Exercise description ->
The answer must consist of each line of the records below that contains the string "face".

····················

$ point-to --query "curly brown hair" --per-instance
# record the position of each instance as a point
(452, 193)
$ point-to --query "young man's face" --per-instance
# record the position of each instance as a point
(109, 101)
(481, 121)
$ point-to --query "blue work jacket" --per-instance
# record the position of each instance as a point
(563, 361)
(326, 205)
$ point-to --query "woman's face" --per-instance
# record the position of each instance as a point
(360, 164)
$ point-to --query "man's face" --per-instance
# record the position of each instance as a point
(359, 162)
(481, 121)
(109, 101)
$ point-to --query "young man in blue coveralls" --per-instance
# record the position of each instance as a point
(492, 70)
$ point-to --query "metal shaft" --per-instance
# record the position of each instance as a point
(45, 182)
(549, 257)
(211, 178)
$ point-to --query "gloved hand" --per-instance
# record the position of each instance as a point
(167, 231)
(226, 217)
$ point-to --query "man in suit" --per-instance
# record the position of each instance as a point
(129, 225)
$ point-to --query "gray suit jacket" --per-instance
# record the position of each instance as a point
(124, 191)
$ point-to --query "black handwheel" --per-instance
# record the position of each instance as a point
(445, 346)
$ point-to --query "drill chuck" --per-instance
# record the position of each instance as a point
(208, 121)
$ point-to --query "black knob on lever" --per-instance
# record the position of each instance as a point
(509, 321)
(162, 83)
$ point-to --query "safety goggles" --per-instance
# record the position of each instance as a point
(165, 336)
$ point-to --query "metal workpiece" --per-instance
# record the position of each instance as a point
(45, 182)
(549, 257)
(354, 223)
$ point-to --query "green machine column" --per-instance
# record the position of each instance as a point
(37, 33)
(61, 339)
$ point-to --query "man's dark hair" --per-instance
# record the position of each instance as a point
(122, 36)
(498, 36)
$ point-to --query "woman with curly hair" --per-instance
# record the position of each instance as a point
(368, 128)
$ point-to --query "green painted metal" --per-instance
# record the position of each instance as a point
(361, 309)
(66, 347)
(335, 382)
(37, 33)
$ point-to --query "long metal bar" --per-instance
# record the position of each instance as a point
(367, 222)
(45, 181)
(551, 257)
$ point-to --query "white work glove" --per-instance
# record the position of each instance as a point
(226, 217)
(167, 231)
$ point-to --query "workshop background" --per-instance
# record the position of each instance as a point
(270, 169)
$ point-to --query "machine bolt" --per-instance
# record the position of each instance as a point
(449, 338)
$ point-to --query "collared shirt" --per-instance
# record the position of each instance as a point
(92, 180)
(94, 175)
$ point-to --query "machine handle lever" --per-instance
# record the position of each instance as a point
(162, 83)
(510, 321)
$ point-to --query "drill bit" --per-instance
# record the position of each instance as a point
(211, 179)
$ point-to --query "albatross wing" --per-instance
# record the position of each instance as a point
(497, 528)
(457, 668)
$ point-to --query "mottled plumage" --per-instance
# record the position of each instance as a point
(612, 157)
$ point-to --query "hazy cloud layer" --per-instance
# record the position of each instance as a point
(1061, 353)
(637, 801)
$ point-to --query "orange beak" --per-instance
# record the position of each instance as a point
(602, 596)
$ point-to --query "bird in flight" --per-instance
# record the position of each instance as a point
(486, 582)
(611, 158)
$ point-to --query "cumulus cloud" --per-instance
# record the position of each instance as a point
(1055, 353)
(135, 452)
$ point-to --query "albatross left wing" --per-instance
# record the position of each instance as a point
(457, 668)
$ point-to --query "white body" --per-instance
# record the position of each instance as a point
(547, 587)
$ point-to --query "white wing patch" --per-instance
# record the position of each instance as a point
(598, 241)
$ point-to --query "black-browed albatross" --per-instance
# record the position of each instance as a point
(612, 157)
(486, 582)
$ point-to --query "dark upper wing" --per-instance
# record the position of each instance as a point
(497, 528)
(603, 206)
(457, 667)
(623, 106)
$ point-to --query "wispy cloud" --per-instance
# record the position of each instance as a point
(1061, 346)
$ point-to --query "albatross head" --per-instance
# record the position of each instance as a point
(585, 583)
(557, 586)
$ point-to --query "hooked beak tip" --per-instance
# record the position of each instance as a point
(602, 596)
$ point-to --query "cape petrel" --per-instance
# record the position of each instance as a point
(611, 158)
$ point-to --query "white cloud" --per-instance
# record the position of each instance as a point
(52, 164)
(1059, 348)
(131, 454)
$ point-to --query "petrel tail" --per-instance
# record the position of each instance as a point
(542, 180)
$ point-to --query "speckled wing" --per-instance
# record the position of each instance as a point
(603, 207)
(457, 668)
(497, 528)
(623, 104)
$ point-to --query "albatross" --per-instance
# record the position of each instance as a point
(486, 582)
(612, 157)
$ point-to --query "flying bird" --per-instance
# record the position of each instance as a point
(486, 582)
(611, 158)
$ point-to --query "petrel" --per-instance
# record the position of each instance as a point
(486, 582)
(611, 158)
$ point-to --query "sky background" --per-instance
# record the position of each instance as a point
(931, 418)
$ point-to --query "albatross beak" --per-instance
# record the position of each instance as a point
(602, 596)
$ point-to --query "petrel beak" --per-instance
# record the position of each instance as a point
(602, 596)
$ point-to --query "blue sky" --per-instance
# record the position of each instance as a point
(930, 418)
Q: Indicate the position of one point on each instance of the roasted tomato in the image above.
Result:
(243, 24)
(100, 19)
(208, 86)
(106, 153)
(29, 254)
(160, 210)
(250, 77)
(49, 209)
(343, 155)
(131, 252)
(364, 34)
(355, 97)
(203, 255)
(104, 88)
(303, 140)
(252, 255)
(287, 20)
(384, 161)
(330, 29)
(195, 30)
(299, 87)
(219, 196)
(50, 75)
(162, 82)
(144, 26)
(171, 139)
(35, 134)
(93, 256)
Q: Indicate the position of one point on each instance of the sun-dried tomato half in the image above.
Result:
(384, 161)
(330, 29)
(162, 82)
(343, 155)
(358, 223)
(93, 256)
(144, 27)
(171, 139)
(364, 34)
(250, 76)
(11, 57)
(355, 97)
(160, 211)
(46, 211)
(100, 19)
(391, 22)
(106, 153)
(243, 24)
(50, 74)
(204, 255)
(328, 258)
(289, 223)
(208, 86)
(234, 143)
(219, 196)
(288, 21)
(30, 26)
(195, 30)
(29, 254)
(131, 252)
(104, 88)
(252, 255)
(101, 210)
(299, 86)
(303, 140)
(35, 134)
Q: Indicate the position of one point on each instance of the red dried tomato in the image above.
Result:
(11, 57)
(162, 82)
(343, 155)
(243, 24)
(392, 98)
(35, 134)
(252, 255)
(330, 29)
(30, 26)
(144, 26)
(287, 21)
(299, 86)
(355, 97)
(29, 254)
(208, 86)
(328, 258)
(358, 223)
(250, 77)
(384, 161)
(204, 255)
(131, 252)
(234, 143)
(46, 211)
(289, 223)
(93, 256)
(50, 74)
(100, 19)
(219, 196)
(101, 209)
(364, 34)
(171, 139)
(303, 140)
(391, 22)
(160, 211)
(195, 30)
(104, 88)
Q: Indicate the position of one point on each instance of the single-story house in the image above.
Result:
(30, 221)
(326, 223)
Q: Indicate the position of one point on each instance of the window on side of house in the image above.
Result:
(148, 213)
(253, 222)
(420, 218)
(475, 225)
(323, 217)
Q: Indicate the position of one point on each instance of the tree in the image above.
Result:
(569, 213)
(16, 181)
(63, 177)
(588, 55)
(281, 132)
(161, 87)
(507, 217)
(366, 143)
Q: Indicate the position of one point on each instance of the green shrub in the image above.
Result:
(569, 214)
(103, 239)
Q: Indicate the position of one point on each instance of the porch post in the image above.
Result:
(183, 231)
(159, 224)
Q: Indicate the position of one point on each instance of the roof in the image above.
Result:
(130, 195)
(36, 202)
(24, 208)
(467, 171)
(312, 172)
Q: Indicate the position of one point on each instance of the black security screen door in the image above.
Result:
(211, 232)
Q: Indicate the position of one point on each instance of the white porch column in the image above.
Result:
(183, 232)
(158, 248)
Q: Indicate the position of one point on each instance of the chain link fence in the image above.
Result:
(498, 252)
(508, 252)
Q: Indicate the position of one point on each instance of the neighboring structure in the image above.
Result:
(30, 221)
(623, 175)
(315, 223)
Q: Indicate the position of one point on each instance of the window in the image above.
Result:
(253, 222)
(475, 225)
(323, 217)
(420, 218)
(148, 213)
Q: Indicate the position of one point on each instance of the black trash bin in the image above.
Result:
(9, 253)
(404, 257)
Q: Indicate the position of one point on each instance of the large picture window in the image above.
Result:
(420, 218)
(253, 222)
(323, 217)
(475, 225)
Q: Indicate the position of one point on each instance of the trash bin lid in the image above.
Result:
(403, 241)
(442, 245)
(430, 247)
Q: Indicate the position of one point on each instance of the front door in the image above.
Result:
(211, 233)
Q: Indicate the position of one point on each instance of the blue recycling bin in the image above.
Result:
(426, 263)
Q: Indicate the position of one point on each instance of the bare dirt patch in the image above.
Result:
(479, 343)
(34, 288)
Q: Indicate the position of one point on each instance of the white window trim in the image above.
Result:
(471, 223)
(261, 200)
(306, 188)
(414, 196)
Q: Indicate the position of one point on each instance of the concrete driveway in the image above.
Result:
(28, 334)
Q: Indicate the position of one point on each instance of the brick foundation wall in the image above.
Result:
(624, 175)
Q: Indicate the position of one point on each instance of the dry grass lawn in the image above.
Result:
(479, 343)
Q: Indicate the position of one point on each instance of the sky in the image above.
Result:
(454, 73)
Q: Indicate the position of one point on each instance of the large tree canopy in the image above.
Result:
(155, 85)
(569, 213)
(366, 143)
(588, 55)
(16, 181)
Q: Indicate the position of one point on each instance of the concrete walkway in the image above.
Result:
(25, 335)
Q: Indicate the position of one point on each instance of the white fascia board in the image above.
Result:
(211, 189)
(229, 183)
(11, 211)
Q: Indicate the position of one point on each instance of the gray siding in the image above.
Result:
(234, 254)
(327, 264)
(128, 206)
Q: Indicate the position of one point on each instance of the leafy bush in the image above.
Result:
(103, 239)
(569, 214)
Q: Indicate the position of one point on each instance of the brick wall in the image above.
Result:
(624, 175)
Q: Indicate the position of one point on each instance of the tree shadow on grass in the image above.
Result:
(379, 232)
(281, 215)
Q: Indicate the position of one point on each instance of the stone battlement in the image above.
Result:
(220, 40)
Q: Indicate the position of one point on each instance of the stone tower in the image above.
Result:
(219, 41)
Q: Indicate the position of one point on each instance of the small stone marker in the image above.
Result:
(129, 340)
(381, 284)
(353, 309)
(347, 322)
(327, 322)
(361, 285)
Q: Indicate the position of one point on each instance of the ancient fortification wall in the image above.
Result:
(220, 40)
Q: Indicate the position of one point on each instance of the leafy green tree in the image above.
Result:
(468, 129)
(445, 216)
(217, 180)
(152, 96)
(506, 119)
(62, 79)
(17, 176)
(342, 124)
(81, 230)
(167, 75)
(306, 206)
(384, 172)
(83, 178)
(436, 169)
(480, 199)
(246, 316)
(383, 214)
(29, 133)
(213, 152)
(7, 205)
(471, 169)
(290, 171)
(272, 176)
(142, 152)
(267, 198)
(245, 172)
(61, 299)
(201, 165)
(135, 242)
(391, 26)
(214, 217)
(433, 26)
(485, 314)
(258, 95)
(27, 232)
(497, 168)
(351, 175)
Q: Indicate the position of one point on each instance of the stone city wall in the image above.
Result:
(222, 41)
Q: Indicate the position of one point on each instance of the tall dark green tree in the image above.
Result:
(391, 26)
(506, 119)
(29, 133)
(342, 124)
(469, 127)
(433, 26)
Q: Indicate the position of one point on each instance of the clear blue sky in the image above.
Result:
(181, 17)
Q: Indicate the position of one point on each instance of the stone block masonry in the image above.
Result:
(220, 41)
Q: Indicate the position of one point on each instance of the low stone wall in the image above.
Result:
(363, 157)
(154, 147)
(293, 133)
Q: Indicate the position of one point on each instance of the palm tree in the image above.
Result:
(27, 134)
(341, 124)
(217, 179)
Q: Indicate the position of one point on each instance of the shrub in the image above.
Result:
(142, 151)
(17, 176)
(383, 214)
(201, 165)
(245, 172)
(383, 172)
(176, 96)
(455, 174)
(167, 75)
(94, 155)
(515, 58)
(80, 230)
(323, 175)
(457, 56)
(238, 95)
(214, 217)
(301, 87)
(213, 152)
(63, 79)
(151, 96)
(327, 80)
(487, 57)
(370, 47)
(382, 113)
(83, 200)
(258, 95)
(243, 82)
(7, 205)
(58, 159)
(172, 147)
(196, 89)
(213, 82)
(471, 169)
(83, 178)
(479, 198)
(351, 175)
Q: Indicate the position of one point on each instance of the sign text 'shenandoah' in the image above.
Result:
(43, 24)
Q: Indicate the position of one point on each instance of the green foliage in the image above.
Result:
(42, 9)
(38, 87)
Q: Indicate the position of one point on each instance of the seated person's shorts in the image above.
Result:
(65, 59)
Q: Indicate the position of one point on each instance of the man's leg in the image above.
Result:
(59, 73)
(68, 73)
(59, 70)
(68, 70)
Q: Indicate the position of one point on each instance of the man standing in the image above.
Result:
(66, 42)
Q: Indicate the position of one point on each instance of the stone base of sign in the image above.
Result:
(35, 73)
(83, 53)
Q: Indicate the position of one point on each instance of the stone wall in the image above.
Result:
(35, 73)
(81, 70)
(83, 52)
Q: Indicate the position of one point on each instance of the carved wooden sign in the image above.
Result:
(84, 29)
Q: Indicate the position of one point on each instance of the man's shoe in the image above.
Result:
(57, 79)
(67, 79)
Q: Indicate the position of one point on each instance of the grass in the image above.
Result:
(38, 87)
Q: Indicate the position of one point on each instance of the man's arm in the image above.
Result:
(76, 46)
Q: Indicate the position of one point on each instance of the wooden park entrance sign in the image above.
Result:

····················

Output for this exercise ->
$ point-to --query "young man's face" --per-instance
$ point-to --query "woman's face" --per-instance
$ point-to --query "man's face" --per-instance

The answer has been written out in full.